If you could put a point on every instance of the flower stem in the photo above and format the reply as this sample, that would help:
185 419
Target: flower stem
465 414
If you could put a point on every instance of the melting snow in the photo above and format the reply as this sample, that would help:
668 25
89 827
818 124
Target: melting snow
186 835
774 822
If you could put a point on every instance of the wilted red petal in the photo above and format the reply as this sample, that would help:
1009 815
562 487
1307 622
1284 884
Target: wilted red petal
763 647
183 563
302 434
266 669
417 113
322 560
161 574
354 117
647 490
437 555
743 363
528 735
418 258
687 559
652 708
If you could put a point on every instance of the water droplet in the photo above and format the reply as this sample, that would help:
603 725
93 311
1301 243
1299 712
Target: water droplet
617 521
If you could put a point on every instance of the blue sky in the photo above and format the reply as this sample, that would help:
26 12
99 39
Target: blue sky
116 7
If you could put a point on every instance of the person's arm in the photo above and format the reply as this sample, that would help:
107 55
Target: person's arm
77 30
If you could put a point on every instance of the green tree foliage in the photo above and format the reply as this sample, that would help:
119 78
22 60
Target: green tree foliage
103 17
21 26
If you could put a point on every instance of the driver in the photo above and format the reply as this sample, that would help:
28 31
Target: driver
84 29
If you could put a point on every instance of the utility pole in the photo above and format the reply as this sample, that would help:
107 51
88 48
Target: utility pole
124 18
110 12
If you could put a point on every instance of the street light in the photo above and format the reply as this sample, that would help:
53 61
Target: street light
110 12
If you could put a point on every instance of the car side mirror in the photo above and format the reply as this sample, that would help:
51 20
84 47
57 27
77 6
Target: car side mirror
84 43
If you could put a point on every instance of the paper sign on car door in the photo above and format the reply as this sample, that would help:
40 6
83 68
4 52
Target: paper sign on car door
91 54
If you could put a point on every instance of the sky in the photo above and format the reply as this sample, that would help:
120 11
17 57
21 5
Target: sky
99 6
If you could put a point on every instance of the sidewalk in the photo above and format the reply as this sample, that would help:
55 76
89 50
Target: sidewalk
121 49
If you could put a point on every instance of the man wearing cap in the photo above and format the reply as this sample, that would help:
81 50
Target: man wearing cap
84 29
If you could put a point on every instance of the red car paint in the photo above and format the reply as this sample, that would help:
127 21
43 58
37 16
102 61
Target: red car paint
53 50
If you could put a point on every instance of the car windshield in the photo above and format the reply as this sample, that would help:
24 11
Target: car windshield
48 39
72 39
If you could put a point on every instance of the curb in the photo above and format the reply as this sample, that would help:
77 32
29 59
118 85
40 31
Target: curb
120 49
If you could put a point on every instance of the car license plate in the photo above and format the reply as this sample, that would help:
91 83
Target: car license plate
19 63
* * * * * * * * *
▸ **PROBLEM TO WORK ON**: Print the listing once more, exactly as it stands above.

▸ **EXERCISE ANSWER**:
If you could put a point on every instance of the flower stem in the photo above and format the reply as this sample, that would help:
185 419
Target: flower stem
465 414
If you could put a point on every instance of the melting snow in the photo above and format the reply as this sample, that would help:
668 25
89 827
818 124
Target: melting snow
186 835
774 822
If you could put a point on every instance of the wilted red petal in the photo above and format the reply as this sample, that would help:
1009 815
562 487
1307 622
1284 884
Target: wilted red petal
763 647
183 563
302 434
266 669
417 113
322 560
161 574
354 117
647 490
437 555
743 363
528 735
418 258
687 559
652 708
If you could put a point on every instance of the water droplet in the photo above and format the reply as this sample, that would help:
603 725
93 311
1301 243
1299 712
Target: water droplet
617 521
If you could put a point on every instance of the blue sky in the photo above and format the reply as this sample, that would help:
26 12
99 39
Target: blue sky
116 7
If you could put a point on every instance of the person's arm in the photo above and format the reply as this sample, that would help:
107 55
Target: person's arm
77 30
If you could put a point on every instance of the green tree foliage in the photo above and format the reply as this sample, that would help:
119 78
22 60
Target: green tree foliage
103 17
21 26
If you could put a point on every instance of the driver in the photo above and format the reply as this sample, that would help:
28 31
Target: driver
84 29
If you could put a point on every instance of the utility pole in the photo above and format the reply as this sample, that would help:
107 51
88 48
Target: utility pole
124 18
110 12
If you could put a point on every instance of the street light in the photo above and format the reply as this sample, that would help:
53 61
Target: street light
110 12
If you could put a point on every instance of the car side mirror in the photo above and format the reply as this sample, that would help:
51 20
84 47
57 27
77 6
Target: car side mirror
84 43
If you could put a point on every instance of the paper sign on car door in the photo above and format the reply as this sample, that would help:
40 6
83 68
4 52
Target: paper sign on car door
91 54
If you could put a point on every instance of the sky in the photo above and format the reply as this sample, that would help:
120 11
17 57
21 5
Target: sky
99 6
If you could put a point on every instance of the sidewalk in the photo above and format the reply as this sample, that would help:
55 76
89 50
Target: sidewalk
121 49
If you could put a point on every instance of the man wearing cap in the photo above and format the reply as this sample, that would help:
81 50
Target: man wearing cap
84 29
If you could put a point on every instance of the red car paint in the photo above and format the reply as this sample, that would help:
127 21
43 58
37 16
102 61
Target: red car paint
53 50
If you could put a point on every instance of the car windshield in the photo above and format the reply as this sample, that would help:
24 11
Target: car windshield
48 39
72 39
If you could put a point on every instance of the curb in the photo above and format the reply as this sample, that would help:
77 32
29 59
118 85
40 31
Target: curb
120 49
If you could put a point on every instance of the car license plate in the photo above and format the reply as this sample, that would help:
91 83
Target: car license plate
19 63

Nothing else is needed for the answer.